_Aim of the exercise_: Transcribe the lines below exactly. No image belongs in the transcription.

======== Supplied information

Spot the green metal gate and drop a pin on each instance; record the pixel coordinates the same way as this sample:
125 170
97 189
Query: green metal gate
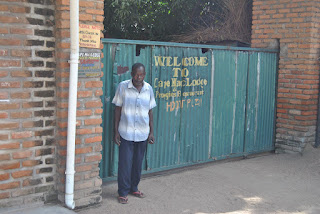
212 102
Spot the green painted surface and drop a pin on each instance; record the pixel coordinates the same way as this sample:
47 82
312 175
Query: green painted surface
212 102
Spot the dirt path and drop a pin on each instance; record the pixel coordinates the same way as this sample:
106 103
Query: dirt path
285 183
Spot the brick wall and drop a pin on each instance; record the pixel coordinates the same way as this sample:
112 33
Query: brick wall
27 102
294 24
89 108
34 76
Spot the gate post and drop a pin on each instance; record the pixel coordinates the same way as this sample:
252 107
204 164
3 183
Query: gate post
295 25
87 186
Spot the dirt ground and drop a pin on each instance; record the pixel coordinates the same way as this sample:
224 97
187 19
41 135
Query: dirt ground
273 183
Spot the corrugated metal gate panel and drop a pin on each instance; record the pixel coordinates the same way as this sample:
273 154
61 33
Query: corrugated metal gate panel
261 102
229 94
231 114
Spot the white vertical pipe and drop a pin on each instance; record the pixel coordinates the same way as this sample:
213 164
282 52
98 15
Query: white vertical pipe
72 105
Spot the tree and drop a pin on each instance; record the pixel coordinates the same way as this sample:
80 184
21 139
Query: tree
151 20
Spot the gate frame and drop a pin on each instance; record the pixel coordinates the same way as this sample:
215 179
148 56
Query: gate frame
183 45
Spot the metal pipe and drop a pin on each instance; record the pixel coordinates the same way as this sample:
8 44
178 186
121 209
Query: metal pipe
72 104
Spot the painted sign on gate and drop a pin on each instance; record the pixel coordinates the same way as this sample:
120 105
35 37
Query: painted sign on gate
181 83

================

_Reply_:
Spot the green metal gate and drop a pin on each instance; record the pixel coordinates the same way as this sample:
125 170
97 189
Query: green metal gate
212 102
Spot the green painted surface and drop a pin on each instance; record the pixel coordinates the same way as this sample:
47 82
312 175
Query: green painted surface
212 102
Spot the dirt path and drop a pin on each instance; record the pixel coordinates the same way as this sample:
106 103
Query: dirt path
285 183
Spot the brick wall and drop a pin on each instance; record the pixel coordinates the same way as this sample:
112 33
Query: brick wall
27 102
294 24
89 108
34 76
Spot the gate post and drop a pin on each instance; record the pixel coordinates the same way as this sample:
252 107
204 164
3 183
Query: gate post
295 25
87 186
Spot the dirt ground and drop a pin on each instance; record the pixel coordinates the same way as this sample:
224 97
187 19
41 135
Query: dirt ground
273 183
Spot the corrugated metal gate panel and drop a pin on each instance; record the pixel coordinates the same way as this sample:
273 154
61 33
Query: corrugated metal gate panel
261 102
229 94
231 114
Spot the white vertical pipe and drop a pin on each instance; record the pixel coordinates the same way as this sample:
213 164
282 52
98 15
Query: white vertical pipe
72 105
Spot the tree and drop a pin on each instance; record the pixel coordinates the same way as this sample:
80 184
21 139
Query: tree
151 20
Spot the gate frame and drop a pin on each instance; record the pixel coordinates the same way as this sample:
215 179
148 56
Query: gate frame
183 45
Spot the metal pipe and drop a pin on each instance; record the pixel coordinates the same way as this sample:
8 44
178 186
121 209
Query: metal pipe
72 104
Spot the painted sign on gate and drop a pin on each instance; record the pixel coordinates the same way as this sample:
120 105
35 37
Query: painted sign on gate
181 83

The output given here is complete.